[Work required]:
Pick out every line in the items below that contains the word "pixels", and copy each of those lines in full.
##### Data supplied #####
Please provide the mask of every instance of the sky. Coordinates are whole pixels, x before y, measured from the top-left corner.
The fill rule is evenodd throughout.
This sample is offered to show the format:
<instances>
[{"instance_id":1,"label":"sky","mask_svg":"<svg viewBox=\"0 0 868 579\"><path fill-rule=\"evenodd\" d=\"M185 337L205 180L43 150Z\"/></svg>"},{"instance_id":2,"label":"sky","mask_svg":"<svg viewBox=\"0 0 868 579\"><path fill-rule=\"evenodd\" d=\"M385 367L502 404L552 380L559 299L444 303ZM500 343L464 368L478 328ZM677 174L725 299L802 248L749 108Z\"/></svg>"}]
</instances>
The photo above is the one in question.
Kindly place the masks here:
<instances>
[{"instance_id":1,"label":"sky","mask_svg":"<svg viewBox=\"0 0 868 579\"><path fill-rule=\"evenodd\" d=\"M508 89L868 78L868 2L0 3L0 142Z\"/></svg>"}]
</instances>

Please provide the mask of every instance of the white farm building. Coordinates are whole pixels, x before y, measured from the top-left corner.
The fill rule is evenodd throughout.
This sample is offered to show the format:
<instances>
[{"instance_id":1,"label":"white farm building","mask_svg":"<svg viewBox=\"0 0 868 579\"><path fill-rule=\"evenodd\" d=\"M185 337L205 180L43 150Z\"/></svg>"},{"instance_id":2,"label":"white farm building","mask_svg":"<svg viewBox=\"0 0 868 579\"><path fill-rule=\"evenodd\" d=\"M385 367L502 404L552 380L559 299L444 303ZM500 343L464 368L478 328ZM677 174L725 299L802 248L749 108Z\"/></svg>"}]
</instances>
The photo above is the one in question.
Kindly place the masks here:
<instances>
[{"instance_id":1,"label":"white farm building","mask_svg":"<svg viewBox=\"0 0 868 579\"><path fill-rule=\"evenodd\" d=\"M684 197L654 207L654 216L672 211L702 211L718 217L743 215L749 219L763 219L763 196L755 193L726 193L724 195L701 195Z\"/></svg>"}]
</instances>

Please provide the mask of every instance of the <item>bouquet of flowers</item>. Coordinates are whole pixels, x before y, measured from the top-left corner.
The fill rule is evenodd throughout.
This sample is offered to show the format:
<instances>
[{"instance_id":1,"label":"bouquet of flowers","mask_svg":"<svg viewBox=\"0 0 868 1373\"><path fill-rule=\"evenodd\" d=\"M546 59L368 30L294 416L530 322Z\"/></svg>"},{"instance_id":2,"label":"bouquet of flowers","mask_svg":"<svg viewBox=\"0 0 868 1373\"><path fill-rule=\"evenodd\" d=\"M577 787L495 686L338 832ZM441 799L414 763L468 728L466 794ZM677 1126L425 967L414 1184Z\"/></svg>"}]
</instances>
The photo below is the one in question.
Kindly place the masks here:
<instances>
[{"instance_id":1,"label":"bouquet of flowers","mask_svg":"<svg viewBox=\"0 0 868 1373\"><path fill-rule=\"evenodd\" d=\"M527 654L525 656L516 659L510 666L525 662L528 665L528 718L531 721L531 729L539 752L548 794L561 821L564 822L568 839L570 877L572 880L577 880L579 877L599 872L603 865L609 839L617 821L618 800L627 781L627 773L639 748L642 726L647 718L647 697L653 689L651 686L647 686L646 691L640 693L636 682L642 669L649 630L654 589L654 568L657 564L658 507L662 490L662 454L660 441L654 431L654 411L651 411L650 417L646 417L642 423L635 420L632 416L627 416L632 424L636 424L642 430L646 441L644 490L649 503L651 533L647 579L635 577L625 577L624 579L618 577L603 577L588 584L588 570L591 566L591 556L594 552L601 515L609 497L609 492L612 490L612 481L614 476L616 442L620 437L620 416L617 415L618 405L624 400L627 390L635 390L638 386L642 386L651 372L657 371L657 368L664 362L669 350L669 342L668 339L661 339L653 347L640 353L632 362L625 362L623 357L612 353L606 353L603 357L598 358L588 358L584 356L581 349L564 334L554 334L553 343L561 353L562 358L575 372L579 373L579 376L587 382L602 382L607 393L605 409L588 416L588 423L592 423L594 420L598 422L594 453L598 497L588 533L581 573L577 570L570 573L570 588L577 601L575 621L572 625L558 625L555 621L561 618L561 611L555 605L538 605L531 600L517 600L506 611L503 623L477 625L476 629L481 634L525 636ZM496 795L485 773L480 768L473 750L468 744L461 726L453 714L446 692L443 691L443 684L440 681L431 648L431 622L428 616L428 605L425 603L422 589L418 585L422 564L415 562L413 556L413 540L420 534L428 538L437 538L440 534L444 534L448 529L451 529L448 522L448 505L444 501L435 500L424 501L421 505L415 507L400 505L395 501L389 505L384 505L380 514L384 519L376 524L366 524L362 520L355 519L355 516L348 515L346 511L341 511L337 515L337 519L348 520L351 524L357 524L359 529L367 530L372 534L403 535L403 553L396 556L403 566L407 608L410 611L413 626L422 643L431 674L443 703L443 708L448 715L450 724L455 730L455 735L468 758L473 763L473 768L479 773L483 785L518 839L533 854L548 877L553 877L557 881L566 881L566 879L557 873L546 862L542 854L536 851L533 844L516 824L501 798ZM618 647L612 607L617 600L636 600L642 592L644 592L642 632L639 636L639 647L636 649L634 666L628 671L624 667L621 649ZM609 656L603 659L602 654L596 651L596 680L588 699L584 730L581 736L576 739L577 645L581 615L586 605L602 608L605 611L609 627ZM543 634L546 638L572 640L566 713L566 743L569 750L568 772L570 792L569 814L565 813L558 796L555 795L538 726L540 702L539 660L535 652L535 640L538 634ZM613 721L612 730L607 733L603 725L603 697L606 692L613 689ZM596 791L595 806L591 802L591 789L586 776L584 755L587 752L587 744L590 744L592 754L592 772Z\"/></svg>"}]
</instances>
#####
[Problem solution]:
Please provide the mask of every instance of the sky. Coordinates are whole pixels, x before y, measured from the top-left corner.
Please provide the mask of every instance of the white farm building. Coordinates are whole pixels, x before y, measured from the top-left corner.
Please provide the mask of every instance of the <item>bouquet of flowers</item>. Coordinates are whole pixels, x before y, measured from the top-left corner.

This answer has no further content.